Named object pointing entries:
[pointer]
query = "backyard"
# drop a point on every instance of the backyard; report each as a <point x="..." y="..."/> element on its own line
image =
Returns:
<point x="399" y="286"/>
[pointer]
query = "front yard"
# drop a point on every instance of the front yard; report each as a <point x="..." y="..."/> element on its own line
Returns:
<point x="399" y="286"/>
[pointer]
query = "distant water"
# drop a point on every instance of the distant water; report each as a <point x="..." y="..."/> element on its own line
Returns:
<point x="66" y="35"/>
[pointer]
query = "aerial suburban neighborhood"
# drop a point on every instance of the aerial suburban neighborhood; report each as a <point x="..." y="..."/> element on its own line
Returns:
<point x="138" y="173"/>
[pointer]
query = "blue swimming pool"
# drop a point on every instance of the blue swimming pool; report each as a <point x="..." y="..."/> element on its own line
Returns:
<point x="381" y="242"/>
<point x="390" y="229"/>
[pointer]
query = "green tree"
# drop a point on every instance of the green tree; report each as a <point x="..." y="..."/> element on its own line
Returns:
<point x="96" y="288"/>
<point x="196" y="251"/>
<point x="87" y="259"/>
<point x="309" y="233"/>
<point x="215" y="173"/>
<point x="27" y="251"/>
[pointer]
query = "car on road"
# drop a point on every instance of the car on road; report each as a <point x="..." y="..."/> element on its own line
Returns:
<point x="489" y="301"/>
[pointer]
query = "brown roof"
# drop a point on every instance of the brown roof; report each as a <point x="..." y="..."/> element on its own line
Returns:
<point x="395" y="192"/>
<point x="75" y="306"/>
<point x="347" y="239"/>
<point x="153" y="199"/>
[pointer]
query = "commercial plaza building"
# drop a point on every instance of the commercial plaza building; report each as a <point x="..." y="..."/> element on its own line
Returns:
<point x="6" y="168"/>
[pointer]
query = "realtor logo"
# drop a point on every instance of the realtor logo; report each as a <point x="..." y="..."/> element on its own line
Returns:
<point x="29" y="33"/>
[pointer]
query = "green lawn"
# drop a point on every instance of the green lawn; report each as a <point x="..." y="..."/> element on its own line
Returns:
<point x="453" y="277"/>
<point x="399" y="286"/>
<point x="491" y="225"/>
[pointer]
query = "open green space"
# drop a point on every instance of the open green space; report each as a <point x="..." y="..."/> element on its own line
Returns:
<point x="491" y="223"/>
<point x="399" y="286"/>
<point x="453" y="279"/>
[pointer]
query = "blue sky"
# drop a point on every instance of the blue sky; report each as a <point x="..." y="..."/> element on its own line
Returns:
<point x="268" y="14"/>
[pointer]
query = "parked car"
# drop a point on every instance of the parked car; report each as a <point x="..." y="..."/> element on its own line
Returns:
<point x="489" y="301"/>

WHAT YOU WILL DO >> Print the complete listing again, exactly as it stands.

ANSWER TO THIS PROBLEM >>
[pointer]
query = "backyard"
# drop a point on every instance of the backyard; report each as a <point x="..." y="..."/> element on its own line
image =
Returns:
<point x="399" y="286"/>
[pointer]
query = "front yard"
# drop a point on every instance of the front yard; report each as a <point x="..." y="..."/> element on its own line
Returns:
<point x="399" y="286"/>
[pointer]
query = "distant water"
# drop a point on every instance of the distant water; report each as a <point x="..." y="..."/> element on its own line
Returns:
<point x="66" y="35"/>
[pointer]
query = "aerial suburban neighborhood"
# drop a point on every instance of the aerial suburban neighborhood; report each as a <point x="..." y="..."/> element on its own line
Returns:
<point x="138" y="173"/>
[pointer]
query = "blue swimming pool"
# drop a point on every instance of the blue swimming pool; report each as a <point x="..." y="..."/> element on its own line
Returns:
<point x="381" y="242"/>
<point x="390" y="229"/>
[pointer]
query = "green tree"
# drop a point on every instance of the green tree; report each as a <point x="..." y="..."/> element on its own line
Returns:
<point x="96" y="288"/>
<point x="196" y="251"/>
<point x="87" y="259"/>
<point x="309" y="233"/>
<point x="215" y="173"/>
<point x="27" y="251"/>
[pointer]
query = "car on road"
# drop a point on every instance of the car on road; report each as a <point x="..." y="..."/> element on its own line
Returns:
<point x="489" y="301"/>
[pointer]
query = "brown roof"
# drop a point on every instance of the brown roof; report each as a <point x="..." y="..."/> element on its own line
Returns:
<point x="395" y="192"/>
<point x="75" y="306"/>
<point x="347" y="239"/>
<point x="153" y="199"/>
[pointer]
query = "commercial plaza building"
# drop a point on every instance of the commercial plaza building; report each as a <point x="..." y="..."/> element on its own line
Returns:
<point x="6" y="168"/>
[pointer]
query = "realtor logo"
# drop a point on every instance of the realtor logo; report each as a <point x="..." y="..."/> element on its own line
Returns:
<point x="29" y="33"/>
[pointer]
query = "green lawn"
# drop a point on every instance of the green lawn; report each as a <point x="..." y="..."/> element on its own line
Returns:
<point x="453" y="277"/>
<point x="399" y="286"/>
<point x="491" y="225"/>
[pointer]
query = "open green space"
# drop a point on every instance of the open green space; report each as a <point x="..." y="..."/> element on its own line
Returns:
<point x="491" y="223"/>
<point x="399" y="286"/>
<point x="453" y="279"/>
[pointer]
query = "blue sky"
# drop a point on every instance of the blue sky; report each as a <point x="..." y="..."/> element on its own line
Returns:
<point x="268" y="14"/>
[pointer]
query = "parked car"
# drop a point on every instance of the parked car; report each as a <point x="..." y="..."/> element on its own line
Returns:
<point x="489" y="301"/>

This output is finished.